━━━ SOURCE PASSAGE

Step 1: Clone the repo

git clone https://github.com/kodelyx/flow-agent.git
cd flow-agent

Step 2: Install Python dependencies

pip install -r requirements.txt

This installs websockets, opencv-python-headless, and numpy.

Step 3: Install the Chrome Extension

  1. Open Chrome browser
  2. Go to chrome://extensions in the address bar
  3. Toggle "Developer mode" ON (top-right corner)
  4. Click "Load unpacked"
  5. Select the extension/ folder from this repo
  6. You should see the Flow Agent extension appear

Step 4: Open Google Flow

  1. Open labs.google/fx/tools/flow in Chrome
  2. Make sure you're logged into your Google account
  3. The extension icon should show a green badge = connected
  4. The extension auto-opens this tab when needed

⚠️ The Flow tab auto-opens when you run a command. No manual tab management needed!


🚀 Usage

Text → Video (T2V)

━━━━━━

SET PROBLEM ::
Answer these questions using the setup instructions above:
1. Which three packages does the requirements install add?
2. Which folder from the repo should be selected after clicking "Load unpacked"?
3. What does a green badge on the extension icon indicate?

━━━ DATASET ROWS

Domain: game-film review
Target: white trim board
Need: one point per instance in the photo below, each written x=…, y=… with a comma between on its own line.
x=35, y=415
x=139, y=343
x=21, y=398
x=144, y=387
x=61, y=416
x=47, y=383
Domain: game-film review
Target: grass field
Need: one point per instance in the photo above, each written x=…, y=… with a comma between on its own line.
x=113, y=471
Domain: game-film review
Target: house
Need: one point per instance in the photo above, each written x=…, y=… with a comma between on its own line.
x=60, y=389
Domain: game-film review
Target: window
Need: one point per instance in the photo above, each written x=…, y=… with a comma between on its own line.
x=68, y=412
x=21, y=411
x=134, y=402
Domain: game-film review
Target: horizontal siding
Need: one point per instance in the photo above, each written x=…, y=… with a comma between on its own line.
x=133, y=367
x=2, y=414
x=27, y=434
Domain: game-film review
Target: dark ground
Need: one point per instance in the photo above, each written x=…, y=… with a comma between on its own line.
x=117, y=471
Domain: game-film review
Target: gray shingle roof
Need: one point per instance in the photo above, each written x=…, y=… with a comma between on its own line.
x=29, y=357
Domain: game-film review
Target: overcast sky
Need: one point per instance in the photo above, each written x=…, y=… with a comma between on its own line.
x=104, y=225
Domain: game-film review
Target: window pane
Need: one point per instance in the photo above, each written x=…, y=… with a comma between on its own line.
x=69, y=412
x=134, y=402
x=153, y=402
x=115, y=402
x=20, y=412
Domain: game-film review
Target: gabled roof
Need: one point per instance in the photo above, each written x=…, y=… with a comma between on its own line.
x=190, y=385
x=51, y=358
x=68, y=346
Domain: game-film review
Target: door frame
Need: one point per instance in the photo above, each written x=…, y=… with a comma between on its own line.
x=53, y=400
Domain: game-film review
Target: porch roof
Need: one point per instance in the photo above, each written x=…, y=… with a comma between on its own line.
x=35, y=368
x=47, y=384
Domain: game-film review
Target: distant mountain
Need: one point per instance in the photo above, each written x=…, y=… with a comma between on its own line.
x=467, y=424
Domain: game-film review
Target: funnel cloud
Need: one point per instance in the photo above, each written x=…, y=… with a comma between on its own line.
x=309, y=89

━━━━━━

FULL SOLUTION ::
1. websockets, opencv-python-headless, and numpy
2. The extension/ folder
3. That the extension is connected